═══ Document passage
LA has the capability to truly be livable, resilient and water-secure if we work together, and TreePeople is proud to partner with the people to make this vision a reality. We can adapt in the face of our changing climate, but we must support enabling policies while also being change makers in our own homes. Read on to see how in my interview with Ashoka for Forbes below:
A Q&A with Ashoka Fellow and urban water expert Andy Lipkis
If you’ve been paying attention, you know that California is in the midst of a severe multi-year drought. Earlier this month, Governor Jerry Brown, standing on a dry Sierra meadow that’s normally buried under many feet of snow this time of year, made an historic announcement requiring mandatory 25% reductions in water use statewide.
But what if the state is missing an enormous opportunity to make a dent in the drought and become more resilient to inevitable future ones?
Enter Andy Lipkis, social entrepreneur and founder of Tree People, the Los Angeles-based NGO that’s transforming the urban landscape in L.A. and pushing for creative, cost-effective solutions to California’s growing water problem.
I caught up with Andy recently and asked him to shed some light on the current drought, explain the potential of rainwater harvesting, and give us all a dose of optimism during these dire drought days.
A man fishes in Folsom Lake in Folsom, California, U.S., on Thursday, April 9, 2015. California regulators approved additional statewide restrictions on water use as the record drought gripping the most populous U.S. state enters a fourth year. Photographer: David Paul Morris/Bloomberg via Getty Images
Ashoka: What is the biggest misconception about the extended drought in California and why is this problematic?
Andy Lipkis: The biggest misconception is that it doesn’t rain in California. The fact is, it does rain, even in Los Angeles and southern California. But we throw away most of that water because rather than collect it, we let it drain into the sea.
It’s problematic because it causes us to look at solutions that are inappropriate for the city, the state, and for long-term sustainability. For example: there’s a growing drumbeat about desalination. But it’s well known that this won’t solve the problem, and it’s extremely expensive and energy intensive.
══════
• _Stated task_:
Quote the part of the interview about California's drought between "I caught up" and "into the sea.", inclusive. The items after this are separate material and have no connection to the interview about California's drought.
═══ Information given
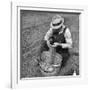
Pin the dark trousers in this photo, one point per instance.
(64, 52)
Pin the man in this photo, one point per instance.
(59, 37)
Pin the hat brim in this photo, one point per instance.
(58, 26)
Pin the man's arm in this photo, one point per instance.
(47, 36)
(68, 38)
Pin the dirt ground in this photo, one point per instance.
(34, 25)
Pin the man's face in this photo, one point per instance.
(57, 30)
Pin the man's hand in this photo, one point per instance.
(55, 44)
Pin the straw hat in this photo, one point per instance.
══════
• _Solution to this problem_:
I caught up with Andy recently and asked him to shed some light on the current drought, explain the potential of rainwater harvesting, and give us all a dose of optimism during these dire drought days.
A man fishes in Folsom Lake in Folsom, California, U.S., on Thursday, April 9, 2015. California regulators approved additional statewide restrictions on water use as the record drought gripping the most populous U.S. state enters a fourth year. Photographer: David Paul Morris/Bloomberg via Getty Images
Ashoka: What is the biggest misconception about the extended drought in California and why is this problematic?
Andy Lipkis: The biggest misconception is that it doesn’t rain in California. The fact is, it does rain, even in Los Angeles and southern California. But we throw away most of that water because rather than collect it, we let it drain into the sea.